**Task objective**
From the listing, collect all lines containing the word "below".

**Data for analysis**
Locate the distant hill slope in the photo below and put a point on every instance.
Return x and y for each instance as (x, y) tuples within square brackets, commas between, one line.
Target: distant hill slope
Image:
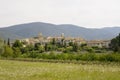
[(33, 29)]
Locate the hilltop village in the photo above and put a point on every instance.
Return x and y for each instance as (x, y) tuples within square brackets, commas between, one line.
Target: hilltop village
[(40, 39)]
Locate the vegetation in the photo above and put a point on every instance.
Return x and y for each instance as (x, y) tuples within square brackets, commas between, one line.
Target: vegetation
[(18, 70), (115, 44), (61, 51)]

--

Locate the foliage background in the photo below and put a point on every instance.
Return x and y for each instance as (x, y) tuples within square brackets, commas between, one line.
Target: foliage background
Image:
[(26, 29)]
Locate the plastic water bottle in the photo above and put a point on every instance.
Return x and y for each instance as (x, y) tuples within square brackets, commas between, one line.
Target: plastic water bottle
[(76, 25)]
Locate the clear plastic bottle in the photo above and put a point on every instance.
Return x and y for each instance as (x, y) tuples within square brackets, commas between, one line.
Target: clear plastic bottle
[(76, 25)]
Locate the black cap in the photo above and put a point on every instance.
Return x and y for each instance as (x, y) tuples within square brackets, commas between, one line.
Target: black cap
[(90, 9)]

**Reply**
Locate the distant hill slope in the photo below and put a point on every instance.
Locate the foliage background in the photo below and put a point on every instance.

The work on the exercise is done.